── Source excerpt ──
The Rise and Fall of the “Big Indian” Statue

By Kevin Hundt

In the past few weeks since La Crosse Mayor Tim Kabat ordered the removal of the “Hiawatha” statue in Riverside Park, the usual debate over history, nostalgia, and representation has once again sprung to life like an improperly disposed-of vampire.

The recent history of indigenous opposition to the statue starts twenty years ago, when Tracy Littlejohn, Matthew Stewart, and Dan Green (Kera Cho Mani ga) led an unsuccessful campaign to get rid of it rather than repairing extensive cracks and fading paint. In the mid-2000s, they organized student marches and rallies against it for Indigenous People’s Day. Dan Green has written and spoken against what he calls “the Colossus of Kitsch” and featured in the 2015 University of Wisconsin – La Crosse student documentary “Patterns.” 

After the election of Trump, fascists marching in the street across the country, and toppling of pro-Confederate monuments, various community members and organizations ramped up a renewed effort to remove the statue, culminating in a 2018 agreement for the family of the sculptor, Anthony Zimmerhakl, to take possession of it and move it to private land elsewhere. 

Now, two years later, with the family having not having found a location nor the money to transport it, and with the George Floyd uprising in the air, Mayor Kabat kicked off the newest and strongest effort yet to remove the statue by sending a letter to the the Board of Park Commissioners (which controls city parks) asking for the statue to be removed.  This was supported by community members asking them to follow through with Kabat’s request. At the same time, several members of the City Council attempted to slow down the process by asking the board to delay their decision until August so the Council could weigh in, or by coming up with entirely new proposals despite having years to work on it.

Opponents to removing the statue have stated many reasons to keep it, which have fallen under a handful of general categories, namely nostalgia, misconceptions about the origins of the statue, or a belief that it somehow honors Native Americans.
───
= Work to do =
1. In the article on the Hiawatha statue, who is named as the statue's sculptor?
2. Please copy the rows word for word, starting at the line that contains "of the balcony" and ending at the last line of the rows. Leave the picture out of your answer.
The rows have no connection to the article on the Hiawatha statue.
── Information supplied ──
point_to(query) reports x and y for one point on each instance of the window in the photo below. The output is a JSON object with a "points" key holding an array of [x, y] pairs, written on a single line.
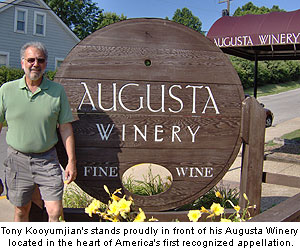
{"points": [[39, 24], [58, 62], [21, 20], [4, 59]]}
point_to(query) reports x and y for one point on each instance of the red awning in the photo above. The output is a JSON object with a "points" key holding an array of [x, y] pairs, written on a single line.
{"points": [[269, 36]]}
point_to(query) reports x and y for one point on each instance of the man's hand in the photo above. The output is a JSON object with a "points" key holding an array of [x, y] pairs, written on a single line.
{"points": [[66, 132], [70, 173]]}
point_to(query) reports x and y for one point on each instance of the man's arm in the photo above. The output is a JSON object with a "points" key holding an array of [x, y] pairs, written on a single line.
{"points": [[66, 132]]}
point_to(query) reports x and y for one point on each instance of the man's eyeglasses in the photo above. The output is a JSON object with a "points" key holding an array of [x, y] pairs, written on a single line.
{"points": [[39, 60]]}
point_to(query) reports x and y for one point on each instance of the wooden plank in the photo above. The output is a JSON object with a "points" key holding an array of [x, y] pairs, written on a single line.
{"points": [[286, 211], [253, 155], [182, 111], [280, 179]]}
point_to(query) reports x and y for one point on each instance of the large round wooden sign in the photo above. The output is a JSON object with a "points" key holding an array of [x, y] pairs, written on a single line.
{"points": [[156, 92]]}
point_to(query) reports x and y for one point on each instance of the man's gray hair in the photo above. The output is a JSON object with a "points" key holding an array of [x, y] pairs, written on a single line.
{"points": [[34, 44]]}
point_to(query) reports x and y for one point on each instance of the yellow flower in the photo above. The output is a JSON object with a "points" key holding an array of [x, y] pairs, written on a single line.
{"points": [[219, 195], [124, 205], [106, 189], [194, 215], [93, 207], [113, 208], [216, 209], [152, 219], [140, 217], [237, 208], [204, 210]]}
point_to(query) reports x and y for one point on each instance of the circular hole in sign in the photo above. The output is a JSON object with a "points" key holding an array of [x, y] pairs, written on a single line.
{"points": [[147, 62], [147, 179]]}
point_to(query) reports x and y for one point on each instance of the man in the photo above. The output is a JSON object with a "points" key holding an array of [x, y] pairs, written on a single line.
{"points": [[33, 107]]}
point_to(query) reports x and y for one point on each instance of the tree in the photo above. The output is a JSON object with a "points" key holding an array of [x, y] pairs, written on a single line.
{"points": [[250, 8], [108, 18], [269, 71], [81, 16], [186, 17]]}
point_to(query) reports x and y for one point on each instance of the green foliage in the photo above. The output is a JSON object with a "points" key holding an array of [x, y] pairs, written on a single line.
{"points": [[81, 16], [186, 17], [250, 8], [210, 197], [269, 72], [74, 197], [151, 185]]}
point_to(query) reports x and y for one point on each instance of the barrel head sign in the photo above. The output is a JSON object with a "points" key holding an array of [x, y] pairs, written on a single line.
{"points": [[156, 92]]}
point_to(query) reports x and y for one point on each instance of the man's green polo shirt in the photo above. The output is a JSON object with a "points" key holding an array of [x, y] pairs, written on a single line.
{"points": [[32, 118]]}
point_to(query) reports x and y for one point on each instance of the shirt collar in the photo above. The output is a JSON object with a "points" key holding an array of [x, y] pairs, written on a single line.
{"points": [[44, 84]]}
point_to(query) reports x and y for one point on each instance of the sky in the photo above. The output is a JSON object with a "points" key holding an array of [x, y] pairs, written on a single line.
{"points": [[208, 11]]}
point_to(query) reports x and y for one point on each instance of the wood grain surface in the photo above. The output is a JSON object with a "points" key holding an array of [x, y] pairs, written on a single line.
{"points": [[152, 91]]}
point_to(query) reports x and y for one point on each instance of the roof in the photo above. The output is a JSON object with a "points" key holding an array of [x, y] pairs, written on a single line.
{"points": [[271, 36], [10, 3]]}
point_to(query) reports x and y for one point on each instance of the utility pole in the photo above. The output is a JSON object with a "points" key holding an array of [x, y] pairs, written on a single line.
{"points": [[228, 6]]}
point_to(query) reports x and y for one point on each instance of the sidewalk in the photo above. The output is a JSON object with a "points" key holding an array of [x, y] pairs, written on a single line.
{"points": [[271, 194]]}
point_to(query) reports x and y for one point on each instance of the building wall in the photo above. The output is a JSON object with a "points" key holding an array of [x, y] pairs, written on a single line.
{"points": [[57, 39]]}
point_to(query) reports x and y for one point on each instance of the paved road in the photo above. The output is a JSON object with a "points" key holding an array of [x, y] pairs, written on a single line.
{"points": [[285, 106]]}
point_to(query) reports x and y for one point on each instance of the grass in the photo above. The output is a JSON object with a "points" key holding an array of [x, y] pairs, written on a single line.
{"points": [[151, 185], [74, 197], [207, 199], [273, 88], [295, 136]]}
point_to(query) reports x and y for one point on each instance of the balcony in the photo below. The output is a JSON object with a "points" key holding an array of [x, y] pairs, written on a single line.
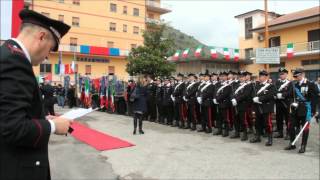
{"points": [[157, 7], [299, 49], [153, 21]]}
───
= Answers by task =
1. Anthony Zimmerhakl

2.
point_to(query) reports x and y for one point on each instance of the balcony in the photo below. The output is a JSON object with a "points" key holding an array of [x, y] pairs, written on a single line.
{"points": [[157, 7], [299, 49], [153, 21]]}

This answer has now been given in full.